> **Görevler**
a: Zulüm çağını anlatan yazıya göre, "Her yer karanlık… mağrip mi yoksa makber mi ya Rab?" diye bağırma isteği neden doğuyor? Bir ila üç cümleyle açıklayın.
b: Zulüm çağını anlatan yazıda tırnak işareti içinde verilen tek kelimelik ifadelerin hepsini sıralayın.
c: Zulüm çağını anlatan yazıyı son cümlesinin ardından kaldığı yerden sürdürün.

> **Belge Bölümü**
------------------------------

ÖNE ÇIKANLAR :

YAZARLAR

FİTNEYE YENİK ZULÜM ÇAĞI

BÜŞRA GÜMÜŞ

21 Ağustos 2013 Çarşamba 12:08
  • A
  • A

Dünya var olduğu günden beri nur, zulmetin peşinde; ışık karanlıkla yan yana; gündüzler geceleri takip etmekte ve güzel çirkin iç içe.
Şimdi de öyle gün oluyor çepeçevre zulmetlerle kuşatılıyor ve sesimizi yükseltip avaz avaz, “Her yer karanlık… mağrip mi yoksa makber mi ya Rab?” (A. Hamid) diye bağırasımız geliyor…
Yeni bir çağla beraber bütün dünyayı en korkunç kaoslara sürükledikleri aşikar. “Herkesin kör ve alemin sersem” (Ziya paşa )yerine konması ayrı bir olay; toplumların inim inim inlediğinin görmezlikten gelindiği de apaçık dahası olup biten bunca şeye dur! diyecek yiğitçe bir sesin yükselmeyişi ise, hepimiz için ayrı bir karanlık…Kimsenin çıkmayışı ise mazlumlar adına büyük ızdırap… İslam topraklarında bir kargaşa ise birbirinden yaman; onlar gibi düşünmediğimiz takdirde ezilmeniz mukadder… Bunlara karşılık “hak” demeye veya “demokrasiyi” telaffuz etmeye kalksanız “medeniyet” “modernite” , “çağdaşlık” deyiverip sindirirler sizi ve herkesi bunlar da şimdilerde olağan hadiselerden. Yüreğim buruk ve kanlar içinde Batı’ya doğru dönerek haykırmak ve şunları söylemek istiyorum; Ey Shakespeare’lerin Dante’lerin milletleri siz, hani nerde sizin o insanlık, adalet rüyalarınız? Buna karşı ne diyeceksiniz?
Evet yıllar var ki hemen her yerde zayıf güçsüz ve geri kalmış ülkeleri büyük ölçüde kaba kuvvet idare ediyor, hem de hiç kimseye hesap vermeden. Bir baştan bir başa şu koca İslam dünyasında şimdiye kadar emsaline az rastlanan mazlumiyetler, mağduriyetler en feci şekilde yaşanıyor. Her yerde kan, her yerde ürperten bir vahşet…
Dünya da iç içe buhranlar yaşanıyor. İnsanlık huzursuz ve hep hafakanla oturup kalkıyor. Yarınlar hakkında kimsenin olumlu bir düşüncesi yok. Hadiseler boz bulanık. Zalim zulmüyle dünyanın çehresini karartıyor; mazlum acz içinde yeisle kıvranıyor, imdada koşacaklardan henüz habersiz bir şekilde…..

------------------------------

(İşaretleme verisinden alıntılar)
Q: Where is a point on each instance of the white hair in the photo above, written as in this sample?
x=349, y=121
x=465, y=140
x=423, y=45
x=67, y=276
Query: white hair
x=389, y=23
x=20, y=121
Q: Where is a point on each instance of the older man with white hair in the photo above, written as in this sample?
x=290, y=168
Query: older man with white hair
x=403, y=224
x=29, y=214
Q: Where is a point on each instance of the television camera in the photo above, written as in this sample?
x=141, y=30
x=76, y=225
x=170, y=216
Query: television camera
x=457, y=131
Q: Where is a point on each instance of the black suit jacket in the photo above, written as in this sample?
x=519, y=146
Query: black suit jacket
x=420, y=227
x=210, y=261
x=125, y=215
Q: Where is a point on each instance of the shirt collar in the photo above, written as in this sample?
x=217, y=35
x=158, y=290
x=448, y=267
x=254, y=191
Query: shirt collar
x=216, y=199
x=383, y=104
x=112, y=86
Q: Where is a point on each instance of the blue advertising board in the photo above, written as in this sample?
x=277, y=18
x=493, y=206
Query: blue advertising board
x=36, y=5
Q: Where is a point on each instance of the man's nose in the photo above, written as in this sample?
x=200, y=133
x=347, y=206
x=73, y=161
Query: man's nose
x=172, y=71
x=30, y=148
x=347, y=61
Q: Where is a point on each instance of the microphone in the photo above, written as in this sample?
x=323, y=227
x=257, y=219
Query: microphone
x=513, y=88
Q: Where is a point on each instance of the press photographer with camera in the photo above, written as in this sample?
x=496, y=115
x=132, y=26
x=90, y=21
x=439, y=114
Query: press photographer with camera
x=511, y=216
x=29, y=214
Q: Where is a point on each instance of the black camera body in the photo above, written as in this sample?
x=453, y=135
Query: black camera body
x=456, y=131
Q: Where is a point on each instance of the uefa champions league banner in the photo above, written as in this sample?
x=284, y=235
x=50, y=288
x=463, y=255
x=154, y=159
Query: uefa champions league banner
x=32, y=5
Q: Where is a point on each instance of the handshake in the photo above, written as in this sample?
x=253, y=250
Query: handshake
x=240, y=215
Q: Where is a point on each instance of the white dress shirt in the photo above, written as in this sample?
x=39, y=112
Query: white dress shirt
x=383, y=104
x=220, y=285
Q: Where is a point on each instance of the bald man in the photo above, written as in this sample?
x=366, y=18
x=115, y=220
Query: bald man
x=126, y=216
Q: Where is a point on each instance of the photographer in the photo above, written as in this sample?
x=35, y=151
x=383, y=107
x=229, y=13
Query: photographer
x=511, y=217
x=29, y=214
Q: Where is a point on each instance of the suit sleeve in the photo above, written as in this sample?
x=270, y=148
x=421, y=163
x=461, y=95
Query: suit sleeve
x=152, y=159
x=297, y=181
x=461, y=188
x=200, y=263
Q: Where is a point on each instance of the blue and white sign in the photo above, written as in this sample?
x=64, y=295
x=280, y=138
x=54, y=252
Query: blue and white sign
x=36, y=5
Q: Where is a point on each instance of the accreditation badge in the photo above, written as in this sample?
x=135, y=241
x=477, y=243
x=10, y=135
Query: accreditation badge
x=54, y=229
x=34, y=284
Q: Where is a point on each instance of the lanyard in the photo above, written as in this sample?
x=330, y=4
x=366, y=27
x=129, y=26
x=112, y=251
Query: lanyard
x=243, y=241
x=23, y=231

------------------------------

> **Verilen Cevaplar**
a: Yazıya göre bazı günler insan çepeçevre zulmetlerle kuşatılıyor. Bu kuşatılmışlık karşısında sesini yükseltip avaz avaz bu sözleri bağırma isteği doğuyor.

b: "hak", "demokrasiyi", "medeniyet", "modernite", "çağdaşlık"

c:
Bugün hakkın ve gerçeğin yoğun bir rüya perdesi ile örtülü olduğu ve ikiyüzlü grubun sinsi emellerinin gerçekleşmeye başladığı bu sırada bizlerin sükûtu cinayettir.
İnsanın keder ve yeise bir dereceye ulaştığı zaman nasıl gözyaşları kuruyorsa, dil de böyle bir zamanda halini ifade için kelime bulmaktan aciz kalıyor.
Medeniyet maskesi altında Mısır’da darbeciler ne cinayetler işlediklerini görmüyorlar mı vahşetlerini medeniyet alemi ne hisle seyrediyor medeni olduklarını iftiharla yıldızlı uzun bildirilerle ilan eden batıya bakalım. Bu süreç emperyalist bir işgal programında bin yıllık kinle Müslümanlığı yok etme ve İslam mülkünü paylaşma dönemi olan bir Haçlı seferidir!
Avrupa eğer bu İslamı mahvetmek isterse sorarım o tarihe ki safhaların hiçbir devrinde saldırının bu derece haksız bir şekline şahit olmuş mudur, sorarım o İslam alemine ki, kollarının ayaklarının kesilmesine rağmen Kur’an’ı daima başı üstüne taşımış ve yerlerde süründürmemiş olan Müslüman kavminin yok edilişinden kalbi incinmeyecek mi?….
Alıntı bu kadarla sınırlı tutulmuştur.